*EXERCISE DIRECTIONS*:
Copy out exactly the lines that begin with the one containing "Target: man in dark jacket" and continue until the last line of the material.

*RAW DATA*:

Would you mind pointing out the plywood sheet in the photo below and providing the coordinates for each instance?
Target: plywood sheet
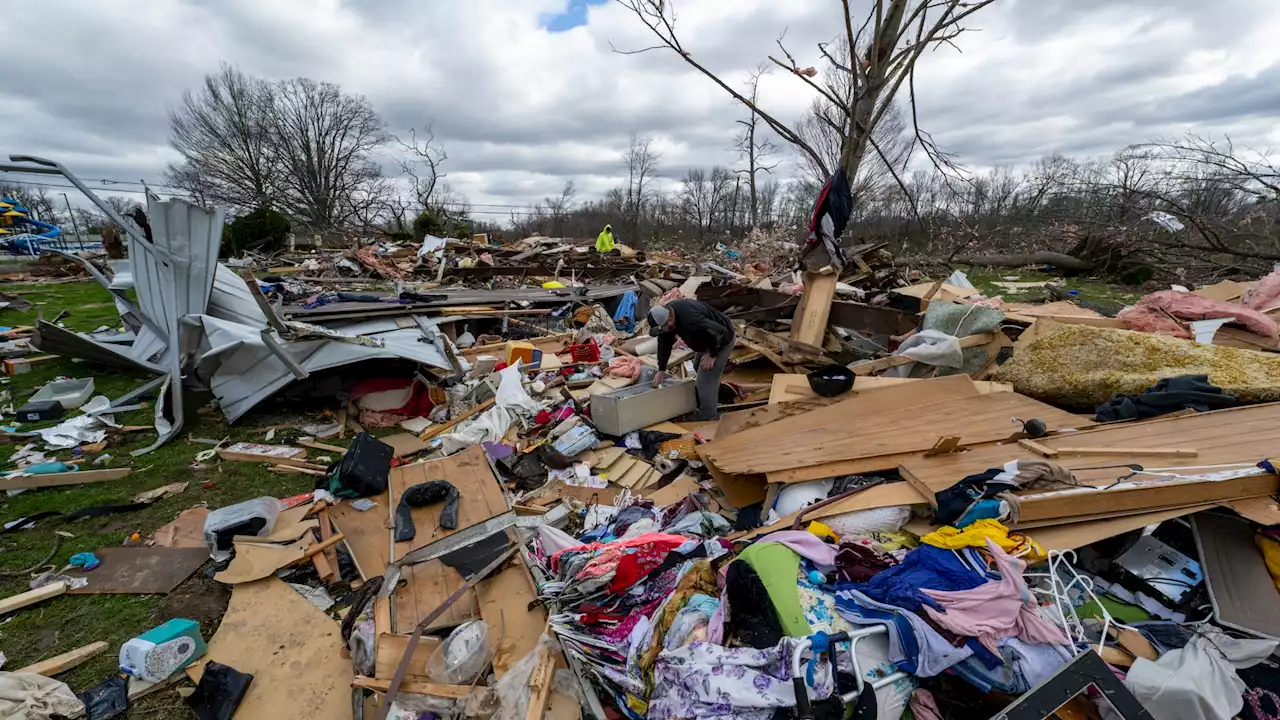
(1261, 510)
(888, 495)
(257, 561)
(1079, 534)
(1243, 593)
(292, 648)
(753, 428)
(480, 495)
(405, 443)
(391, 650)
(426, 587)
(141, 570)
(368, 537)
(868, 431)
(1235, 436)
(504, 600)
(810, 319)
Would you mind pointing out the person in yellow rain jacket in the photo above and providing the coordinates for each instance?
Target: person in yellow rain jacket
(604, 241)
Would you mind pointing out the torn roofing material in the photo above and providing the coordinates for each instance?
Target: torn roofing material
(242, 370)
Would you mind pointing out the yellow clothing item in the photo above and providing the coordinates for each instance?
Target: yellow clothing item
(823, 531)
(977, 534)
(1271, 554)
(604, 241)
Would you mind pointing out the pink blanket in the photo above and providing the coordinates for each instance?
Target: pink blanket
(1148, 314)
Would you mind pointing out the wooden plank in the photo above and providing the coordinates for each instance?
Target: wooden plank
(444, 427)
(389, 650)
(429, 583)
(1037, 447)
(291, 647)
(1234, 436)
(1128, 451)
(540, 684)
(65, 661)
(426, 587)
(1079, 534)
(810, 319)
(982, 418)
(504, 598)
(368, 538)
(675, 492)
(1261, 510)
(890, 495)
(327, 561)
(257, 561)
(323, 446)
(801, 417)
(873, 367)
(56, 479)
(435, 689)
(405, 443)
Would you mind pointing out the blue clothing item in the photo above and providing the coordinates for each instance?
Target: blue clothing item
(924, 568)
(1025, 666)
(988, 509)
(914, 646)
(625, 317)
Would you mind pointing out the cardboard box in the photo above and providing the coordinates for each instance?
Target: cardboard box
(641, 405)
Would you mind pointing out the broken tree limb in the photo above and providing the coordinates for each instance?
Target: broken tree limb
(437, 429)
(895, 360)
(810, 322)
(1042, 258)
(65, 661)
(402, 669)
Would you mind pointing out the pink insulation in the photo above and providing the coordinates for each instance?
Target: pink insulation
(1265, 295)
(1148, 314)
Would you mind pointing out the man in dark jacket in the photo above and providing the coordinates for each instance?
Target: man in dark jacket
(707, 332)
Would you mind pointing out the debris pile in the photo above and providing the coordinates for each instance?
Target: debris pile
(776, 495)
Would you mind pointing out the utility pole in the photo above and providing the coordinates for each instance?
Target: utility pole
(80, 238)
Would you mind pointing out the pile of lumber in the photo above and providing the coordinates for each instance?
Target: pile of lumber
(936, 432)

*TASK ANSWER*:
Target: man in dark jacket
(707, 332)
Would you mind pointing out the debris pile in the photo above and providing the coordinates for each instance?
Target: debris pile
(776, 495)
Would you mind pointing out the utility pole in the photo above and providing the coordinates for each instance?
Target: utility pole
(80, 238)
Would you mind pointing out the pile of lumber in the photo above and providing the coordinates for each instance?
Target: pile of lumber
(936, 432)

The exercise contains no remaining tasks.